= Exercise task =
Which lines of the records below contain the string "black"? Return each such line in full, treating uppercase and lowercase as distinct.

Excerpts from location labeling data
══════════════════════════════
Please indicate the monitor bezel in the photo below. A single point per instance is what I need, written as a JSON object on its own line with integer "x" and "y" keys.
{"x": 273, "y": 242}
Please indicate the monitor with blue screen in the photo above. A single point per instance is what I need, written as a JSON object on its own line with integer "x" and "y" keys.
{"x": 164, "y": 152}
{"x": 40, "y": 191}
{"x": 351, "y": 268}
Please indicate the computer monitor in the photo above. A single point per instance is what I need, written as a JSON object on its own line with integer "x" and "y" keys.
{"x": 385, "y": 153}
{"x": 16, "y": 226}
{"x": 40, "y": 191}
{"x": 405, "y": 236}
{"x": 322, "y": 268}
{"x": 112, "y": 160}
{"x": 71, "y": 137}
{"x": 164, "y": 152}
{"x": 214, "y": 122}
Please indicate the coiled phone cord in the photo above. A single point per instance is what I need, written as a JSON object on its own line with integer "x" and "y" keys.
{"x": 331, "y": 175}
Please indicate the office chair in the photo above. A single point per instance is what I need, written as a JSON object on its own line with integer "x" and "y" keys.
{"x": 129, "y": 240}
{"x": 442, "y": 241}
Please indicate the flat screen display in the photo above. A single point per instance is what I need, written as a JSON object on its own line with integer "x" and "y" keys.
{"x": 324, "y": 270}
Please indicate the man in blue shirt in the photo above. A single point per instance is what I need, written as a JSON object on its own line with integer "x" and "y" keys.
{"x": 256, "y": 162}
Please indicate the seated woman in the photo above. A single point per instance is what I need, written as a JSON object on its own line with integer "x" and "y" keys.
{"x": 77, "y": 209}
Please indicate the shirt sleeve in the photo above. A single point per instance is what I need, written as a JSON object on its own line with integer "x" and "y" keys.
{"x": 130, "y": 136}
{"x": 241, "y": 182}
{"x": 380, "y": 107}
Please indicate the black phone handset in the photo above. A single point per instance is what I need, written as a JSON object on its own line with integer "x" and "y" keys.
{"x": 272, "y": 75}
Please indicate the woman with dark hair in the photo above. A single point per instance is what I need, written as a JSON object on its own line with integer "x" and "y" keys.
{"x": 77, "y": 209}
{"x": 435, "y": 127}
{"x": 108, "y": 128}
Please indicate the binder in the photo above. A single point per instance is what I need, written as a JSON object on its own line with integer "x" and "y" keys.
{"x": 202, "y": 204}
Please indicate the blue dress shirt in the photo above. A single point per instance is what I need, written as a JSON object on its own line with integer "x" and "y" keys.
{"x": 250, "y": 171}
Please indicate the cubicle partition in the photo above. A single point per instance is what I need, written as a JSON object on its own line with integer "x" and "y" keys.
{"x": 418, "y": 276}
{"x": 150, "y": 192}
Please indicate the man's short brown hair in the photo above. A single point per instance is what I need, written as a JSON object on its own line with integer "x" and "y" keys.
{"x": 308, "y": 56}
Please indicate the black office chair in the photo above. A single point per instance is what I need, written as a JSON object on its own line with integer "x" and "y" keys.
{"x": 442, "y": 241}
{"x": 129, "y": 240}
══════════════════════════════
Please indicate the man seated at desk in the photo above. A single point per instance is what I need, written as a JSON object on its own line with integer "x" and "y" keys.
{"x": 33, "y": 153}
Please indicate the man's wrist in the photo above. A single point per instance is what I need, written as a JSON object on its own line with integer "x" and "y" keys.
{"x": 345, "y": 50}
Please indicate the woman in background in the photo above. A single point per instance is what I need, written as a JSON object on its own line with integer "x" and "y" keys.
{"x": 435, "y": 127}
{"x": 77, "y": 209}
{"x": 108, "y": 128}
══════════════════════════════
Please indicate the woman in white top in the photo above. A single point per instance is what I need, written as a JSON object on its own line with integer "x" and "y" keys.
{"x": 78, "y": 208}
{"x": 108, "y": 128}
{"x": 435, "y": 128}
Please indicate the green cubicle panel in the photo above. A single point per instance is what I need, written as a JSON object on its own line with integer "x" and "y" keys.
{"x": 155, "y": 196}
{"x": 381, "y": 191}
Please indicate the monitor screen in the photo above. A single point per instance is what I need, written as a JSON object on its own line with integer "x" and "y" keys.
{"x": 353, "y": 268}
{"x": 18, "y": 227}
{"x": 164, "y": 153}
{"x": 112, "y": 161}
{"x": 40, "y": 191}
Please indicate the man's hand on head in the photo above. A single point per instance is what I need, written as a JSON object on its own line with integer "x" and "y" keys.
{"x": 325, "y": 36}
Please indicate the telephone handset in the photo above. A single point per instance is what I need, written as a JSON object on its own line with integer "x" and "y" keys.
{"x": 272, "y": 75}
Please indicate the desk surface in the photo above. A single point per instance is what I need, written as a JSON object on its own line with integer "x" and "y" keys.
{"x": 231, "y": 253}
══════════════════════════════
= Result of the exercise =
Please indicate the black phone handset in the photo above. A single point per instance is what I need, written as a JSON object on its own line with integer "x" and "y" keys.
Please indicate the black office chair in the photo above. A single point per instance is what I need, written as a JSON object on its own line with integer "x" and "y" keys.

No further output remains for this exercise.